What the task asks: Beginning with the line containing "Expected: one point per instance of the rock, reported" and ending with the last line of the records, set down every line exactly.

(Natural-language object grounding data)

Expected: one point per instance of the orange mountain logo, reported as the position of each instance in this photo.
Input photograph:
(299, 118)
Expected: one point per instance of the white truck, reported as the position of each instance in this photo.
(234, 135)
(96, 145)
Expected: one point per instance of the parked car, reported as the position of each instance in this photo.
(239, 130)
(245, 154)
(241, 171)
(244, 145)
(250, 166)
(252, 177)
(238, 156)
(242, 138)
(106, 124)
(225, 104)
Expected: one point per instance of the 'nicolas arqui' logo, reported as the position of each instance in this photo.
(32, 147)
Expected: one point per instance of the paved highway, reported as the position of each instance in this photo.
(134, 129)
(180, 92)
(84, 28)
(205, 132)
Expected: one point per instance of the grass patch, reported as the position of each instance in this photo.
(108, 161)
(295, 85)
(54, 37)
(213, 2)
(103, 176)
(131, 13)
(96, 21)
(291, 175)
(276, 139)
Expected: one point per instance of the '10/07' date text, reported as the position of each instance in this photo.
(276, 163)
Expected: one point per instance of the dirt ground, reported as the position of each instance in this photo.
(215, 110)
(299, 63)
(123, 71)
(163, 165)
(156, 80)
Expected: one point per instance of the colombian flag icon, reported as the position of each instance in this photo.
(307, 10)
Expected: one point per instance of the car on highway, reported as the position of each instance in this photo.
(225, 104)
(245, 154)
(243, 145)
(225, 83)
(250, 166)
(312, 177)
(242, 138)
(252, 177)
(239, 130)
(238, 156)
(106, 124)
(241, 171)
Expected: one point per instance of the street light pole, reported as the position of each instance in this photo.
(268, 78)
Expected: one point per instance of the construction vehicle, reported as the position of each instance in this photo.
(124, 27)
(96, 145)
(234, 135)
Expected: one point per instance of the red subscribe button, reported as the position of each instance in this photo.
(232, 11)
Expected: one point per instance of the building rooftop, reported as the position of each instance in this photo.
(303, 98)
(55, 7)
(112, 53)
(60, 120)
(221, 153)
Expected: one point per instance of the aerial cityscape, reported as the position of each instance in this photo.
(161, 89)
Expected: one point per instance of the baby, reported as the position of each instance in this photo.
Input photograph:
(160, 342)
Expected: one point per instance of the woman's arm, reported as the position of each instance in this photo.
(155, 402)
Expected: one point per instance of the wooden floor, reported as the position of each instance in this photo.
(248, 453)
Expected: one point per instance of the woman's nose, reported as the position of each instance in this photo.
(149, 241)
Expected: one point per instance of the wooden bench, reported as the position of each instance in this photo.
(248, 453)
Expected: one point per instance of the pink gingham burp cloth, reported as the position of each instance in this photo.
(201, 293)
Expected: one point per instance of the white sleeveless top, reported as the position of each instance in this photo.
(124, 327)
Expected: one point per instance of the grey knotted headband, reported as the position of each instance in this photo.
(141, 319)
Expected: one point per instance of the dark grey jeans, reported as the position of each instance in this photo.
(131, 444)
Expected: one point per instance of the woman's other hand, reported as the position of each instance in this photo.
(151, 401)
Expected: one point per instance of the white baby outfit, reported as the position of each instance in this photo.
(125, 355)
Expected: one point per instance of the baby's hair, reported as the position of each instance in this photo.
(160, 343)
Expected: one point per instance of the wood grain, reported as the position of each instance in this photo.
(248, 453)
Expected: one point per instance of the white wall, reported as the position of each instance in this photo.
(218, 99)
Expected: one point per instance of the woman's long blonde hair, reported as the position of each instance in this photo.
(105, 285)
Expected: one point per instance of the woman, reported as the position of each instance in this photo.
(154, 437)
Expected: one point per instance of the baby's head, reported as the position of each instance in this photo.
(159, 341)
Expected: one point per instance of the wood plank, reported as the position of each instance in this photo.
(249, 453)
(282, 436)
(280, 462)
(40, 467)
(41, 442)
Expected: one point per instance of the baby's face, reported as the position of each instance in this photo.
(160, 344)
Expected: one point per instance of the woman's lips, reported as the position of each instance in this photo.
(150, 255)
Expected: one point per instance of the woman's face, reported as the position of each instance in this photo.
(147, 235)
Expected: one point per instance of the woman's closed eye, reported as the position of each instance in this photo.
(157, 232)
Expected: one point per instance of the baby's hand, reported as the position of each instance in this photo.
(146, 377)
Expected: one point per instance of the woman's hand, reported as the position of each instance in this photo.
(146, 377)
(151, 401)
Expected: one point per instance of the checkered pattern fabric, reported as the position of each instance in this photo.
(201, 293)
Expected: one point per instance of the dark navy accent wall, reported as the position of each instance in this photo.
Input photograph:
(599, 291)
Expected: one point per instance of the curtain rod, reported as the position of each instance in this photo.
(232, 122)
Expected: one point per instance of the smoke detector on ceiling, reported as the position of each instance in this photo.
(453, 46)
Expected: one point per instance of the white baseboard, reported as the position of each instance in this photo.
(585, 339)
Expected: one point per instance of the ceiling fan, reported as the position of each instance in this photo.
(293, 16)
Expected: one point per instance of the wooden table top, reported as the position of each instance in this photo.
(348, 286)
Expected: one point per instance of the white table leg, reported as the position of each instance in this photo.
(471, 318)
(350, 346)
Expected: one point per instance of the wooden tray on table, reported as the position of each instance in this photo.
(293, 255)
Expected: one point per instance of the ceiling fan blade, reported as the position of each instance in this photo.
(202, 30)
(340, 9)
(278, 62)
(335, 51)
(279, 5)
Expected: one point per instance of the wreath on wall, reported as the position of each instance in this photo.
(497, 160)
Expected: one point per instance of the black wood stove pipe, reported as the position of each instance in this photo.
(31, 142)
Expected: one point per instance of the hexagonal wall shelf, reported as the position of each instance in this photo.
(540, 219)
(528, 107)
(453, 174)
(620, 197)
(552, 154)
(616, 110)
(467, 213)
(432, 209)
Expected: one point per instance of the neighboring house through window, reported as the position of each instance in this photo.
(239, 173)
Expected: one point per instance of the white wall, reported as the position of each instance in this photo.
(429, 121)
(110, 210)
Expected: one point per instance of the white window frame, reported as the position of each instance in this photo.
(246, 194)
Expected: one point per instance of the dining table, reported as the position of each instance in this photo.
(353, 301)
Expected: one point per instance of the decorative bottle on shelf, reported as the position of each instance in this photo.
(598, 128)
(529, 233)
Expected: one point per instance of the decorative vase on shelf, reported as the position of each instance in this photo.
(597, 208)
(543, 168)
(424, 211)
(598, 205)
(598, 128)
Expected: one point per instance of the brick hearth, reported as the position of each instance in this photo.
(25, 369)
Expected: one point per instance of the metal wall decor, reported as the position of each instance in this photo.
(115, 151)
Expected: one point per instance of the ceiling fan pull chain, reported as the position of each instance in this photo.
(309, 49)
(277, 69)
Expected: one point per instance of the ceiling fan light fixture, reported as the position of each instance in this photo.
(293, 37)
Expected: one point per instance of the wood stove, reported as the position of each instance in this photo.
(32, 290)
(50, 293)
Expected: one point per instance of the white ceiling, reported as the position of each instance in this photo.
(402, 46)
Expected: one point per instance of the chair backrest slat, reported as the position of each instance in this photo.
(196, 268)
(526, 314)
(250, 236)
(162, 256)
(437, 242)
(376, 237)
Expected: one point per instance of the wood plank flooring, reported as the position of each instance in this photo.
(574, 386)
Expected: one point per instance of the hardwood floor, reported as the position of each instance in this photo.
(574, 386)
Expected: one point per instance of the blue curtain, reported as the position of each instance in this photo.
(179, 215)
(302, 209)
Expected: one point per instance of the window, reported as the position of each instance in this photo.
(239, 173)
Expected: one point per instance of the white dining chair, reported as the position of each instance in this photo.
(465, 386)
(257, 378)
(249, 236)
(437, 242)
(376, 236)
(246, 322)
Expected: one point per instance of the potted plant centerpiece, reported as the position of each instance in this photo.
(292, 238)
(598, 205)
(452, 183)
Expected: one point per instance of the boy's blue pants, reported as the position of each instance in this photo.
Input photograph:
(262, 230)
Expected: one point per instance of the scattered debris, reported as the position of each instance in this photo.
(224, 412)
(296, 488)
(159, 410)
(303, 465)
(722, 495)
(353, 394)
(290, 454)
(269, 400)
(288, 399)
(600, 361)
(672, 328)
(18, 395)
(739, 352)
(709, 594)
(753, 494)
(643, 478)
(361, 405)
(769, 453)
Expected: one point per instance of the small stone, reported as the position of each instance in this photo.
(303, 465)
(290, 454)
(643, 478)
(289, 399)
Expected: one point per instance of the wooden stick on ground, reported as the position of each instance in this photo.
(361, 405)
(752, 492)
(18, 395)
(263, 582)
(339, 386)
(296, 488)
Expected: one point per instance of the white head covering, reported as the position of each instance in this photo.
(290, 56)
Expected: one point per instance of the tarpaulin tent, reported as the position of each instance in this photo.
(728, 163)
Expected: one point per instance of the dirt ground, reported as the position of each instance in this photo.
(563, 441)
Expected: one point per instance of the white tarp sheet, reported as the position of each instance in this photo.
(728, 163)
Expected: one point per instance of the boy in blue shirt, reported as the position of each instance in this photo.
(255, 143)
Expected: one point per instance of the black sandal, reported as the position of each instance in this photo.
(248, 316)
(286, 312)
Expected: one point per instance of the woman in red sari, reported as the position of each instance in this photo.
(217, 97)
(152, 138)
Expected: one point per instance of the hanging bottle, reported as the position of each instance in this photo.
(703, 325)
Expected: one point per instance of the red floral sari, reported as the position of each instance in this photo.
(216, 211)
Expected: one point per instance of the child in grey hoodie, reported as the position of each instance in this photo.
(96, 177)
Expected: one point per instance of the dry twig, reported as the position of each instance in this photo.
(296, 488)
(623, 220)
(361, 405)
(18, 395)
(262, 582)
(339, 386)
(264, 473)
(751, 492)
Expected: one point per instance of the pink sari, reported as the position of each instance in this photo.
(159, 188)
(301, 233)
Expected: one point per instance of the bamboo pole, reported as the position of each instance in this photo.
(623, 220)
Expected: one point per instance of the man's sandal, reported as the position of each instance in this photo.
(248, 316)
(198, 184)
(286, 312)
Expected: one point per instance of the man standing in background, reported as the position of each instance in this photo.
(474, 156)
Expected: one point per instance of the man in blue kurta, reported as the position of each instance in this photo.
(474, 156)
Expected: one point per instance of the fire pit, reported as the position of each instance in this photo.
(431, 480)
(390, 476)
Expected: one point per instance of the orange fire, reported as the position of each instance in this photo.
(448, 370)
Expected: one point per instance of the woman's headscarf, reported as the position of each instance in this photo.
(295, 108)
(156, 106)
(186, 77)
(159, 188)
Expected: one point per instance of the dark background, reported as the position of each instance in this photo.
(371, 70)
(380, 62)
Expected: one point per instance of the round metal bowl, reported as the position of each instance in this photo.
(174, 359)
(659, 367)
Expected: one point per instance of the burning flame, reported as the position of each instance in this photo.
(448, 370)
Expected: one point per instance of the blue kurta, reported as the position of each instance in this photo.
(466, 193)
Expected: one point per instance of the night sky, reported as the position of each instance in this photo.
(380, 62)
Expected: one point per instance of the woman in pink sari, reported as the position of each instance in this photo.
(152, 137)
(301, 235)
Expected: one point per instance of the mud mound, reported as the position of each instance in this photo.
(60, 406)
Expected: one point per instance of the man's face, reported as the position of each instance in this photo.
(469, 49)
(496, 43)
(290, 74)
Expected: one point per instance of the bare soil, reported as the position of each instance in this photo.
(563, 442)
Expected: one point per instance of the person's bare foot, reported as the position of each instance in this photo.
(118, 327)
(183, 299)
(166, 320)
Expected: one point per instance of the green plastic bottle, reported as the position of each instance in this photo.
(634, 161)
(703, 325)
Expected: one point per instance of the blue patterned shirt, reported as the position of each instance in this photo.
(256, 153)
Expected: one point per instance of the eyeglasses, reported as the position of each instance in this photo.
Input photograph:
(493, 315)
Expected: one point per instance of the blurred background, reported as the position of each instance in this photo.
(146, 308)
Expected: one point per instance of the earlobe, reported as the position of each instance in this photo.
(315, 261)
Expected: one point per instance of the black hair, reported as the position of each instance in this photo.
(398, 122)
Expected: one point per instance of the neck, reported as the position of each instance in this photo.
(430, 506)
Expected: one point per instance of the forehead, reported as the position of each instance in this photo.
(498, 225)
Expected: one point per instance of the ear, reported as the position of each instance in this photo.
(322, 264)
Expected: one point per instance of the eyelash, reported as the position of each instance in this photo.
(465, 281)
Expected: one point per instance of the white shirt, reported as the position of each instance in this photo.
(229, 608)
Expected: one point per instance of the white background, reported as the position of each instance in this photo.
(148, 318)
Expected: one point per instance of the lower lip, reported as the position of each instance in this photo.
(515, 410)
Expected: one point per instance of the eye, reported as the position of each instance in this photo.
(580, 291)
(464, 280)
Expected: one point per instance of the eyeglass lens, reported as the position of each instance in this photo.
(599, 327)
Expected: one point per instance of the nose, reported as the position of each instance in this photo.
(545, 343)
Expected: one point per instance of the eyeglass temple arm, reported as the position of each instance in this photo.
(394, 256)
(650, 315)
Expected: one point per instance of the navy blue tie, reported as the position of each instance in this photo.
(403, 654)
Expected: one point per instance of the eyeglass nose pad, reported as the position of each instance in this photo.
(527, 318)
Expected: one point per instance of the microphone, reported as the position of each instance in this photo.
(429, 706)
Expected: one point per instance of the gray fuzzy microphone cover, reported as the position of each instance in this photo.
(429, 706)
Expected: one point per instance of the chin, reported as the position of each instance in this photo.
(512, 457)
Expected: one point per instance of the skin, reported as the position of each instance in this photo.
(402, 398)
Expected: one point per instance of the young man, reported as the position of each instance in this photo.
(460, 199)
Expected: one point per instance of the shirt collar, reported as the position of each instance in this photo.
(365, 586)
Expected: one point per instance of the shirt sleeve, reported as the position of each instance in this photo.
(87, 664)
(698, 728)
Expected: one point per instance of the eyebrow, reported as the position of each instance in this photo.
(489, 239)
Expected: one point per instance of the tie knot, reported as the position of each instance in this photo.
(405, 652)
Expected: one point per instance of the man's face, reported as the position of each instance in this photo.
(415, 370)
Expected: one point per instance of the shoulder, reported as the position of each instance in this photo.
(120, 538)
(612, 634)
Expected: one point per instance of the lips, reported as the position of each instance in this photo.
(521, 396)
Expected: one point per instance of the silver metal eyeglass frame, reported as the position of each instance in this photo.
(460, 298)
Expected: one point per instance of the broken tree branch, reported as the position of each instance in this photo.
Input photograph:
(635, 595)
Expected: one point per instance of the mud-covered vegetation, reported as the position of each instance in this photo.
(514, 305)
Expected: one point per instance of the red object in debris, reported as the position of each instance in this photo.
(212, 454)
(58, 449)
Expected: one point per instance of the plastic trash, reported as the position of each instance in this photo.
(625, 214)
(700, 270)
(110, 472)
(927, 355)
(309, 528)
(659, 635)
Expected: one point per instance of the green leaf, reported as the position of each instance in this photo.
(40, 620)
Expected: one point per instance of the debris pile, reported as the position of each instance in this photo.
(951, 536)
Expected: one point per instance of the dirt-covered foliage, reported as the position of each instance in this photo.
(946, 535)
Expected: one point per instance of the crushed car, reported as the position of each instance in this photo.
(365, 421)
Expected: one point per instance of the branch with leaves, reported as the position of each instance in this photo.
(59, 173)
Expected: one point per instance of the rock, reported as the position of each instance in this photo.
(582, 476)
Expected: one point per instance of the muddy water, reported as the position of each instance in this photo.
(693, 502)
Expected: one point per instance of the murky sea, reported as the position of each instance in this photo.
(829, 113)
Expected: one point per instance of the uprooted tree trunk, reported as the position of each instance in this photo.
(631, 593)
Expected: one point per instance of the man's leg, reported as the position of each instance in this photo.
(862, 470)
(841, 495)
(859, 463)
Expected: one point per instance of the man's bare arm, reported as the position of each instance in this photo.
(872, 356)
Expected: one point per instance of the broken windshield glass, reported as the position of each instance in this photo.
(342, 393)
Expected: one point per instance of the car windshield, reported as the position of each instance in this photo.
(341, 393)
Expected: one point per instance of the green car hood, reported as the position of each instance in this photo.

Response below:
Expected: one point per instance of the rock, reported as the position of each instance in this photo.
(582, 476)
Expected: one point per instance of the muddy water, reported as the position of each instance in this photo.
(693, 502)
Expected: one point per instance of the murky sea, reported as the position of each instance in this photo.
(829, 113)
Expected: one point per instance of the uprooted tree trunk, reported as the position of each instance in this photo.
(631, 593)
Expected: one point per instance of the man's leg, reported as the position of each instance in this photo.
(862, 470)
(841, 495)
(859, 463)
Expected: one point per instance of the man's bare arm, reported as the position of each instance in this photo.
(872, 356)
Expected: one point per instance of the broken windshield glass, reported as the position of each instance in this photo.
(342, 393)
Expected: one point per instance of the car windshield, reported as the position of each instance in this photo.
(341, 393)
Expected: one point per instance of the green car hood, reported as the position of each instance in this photo.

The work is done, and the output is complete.